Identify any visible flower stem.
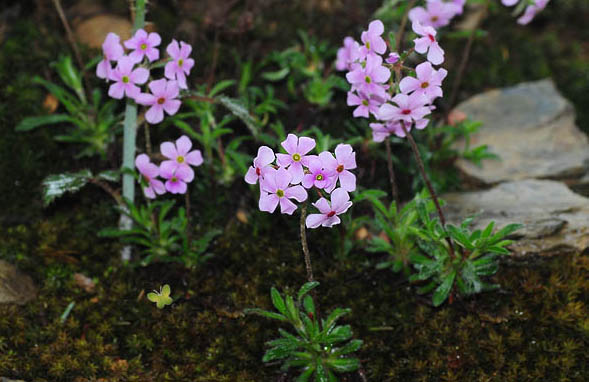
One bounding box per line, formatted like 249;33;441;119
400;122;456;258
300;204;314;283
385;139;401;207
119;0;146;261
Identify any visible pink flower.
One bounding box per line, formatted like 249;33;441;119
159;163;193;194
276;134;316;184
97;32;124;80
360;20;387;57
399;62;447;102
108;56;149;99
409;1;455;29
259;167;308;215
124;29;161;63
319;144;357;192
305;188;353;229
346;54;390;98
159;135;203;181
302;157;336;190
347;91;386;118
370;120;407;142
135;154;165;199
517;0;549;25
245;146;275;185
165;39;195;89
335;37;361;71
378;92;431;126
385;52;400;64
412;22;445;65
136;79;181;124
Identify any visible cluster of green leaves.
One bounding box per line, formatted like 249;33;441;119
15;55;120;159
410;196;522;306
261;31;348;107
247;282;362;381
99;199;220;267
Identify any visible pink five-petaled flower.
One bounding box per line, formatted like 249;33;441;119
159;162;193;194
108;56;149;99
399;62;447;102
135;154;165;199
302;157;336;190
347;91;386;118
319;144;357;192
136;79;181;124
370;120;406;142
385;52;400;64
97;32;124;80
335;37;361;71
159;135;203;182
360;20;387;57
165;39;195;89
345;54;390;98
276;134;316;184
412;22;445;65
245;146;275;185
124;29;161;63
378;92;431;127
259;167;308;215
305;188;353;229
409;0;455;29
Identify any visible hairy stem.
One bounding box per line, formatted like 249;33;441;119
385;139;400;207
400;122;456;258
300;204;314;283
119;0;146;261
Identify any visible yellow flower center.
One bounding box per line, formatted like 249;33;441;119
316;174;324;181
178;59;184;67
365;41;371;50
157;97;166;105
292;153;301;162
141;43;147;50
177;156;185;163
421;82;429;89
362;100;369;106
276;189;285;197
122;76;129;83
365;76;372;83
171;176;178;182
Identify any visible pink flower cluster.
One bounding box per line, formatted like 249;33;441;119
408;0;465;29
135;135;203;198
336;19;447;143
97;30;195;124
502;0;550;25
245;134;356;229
__________
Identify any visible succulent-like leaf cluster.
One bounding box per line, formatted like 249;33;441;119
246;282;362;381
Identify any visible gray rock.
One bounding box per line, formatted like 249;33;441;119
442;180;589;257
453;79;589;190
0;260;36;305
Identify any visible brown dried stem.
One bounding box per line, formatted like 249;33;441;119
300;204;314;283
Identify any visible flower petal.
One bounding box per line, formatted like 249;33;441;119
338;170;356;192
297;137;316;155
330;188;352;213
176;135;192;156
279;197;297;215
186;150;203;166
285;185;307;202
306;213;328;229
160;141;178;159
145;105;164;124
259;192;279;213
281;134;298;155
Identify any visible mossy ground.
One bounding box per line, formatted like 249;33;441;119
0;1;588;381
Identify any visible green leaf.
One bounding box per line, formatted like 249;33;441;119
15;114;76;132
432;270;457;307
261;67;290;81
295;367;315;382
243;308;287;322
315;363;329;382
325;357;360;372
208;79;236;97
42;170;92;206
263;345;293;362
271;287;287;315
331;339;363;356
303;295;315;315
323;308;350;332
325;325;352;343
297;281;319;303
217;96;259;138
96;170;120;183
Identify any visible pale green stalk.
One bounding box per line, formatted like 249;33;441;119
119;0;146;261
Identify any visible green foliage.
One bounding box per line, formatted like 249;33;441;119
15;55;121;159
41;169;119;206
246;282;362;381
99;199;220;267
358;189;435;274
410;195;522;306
__________
=== Task details ===
All lines above from the one containing "Identify any visible flower stem." up to and including the one containing "Identify any visible pink flower." are to be set down exactly, and nothing else. Leave images out.

=== Expected output ===
Identify any visible flower stem.
One bounding box per line, formatted like 249;33;441;119
400;122;456;258
300;204;314;283
385;139;401;207
119;0;146;261
Identify any visible pink flower.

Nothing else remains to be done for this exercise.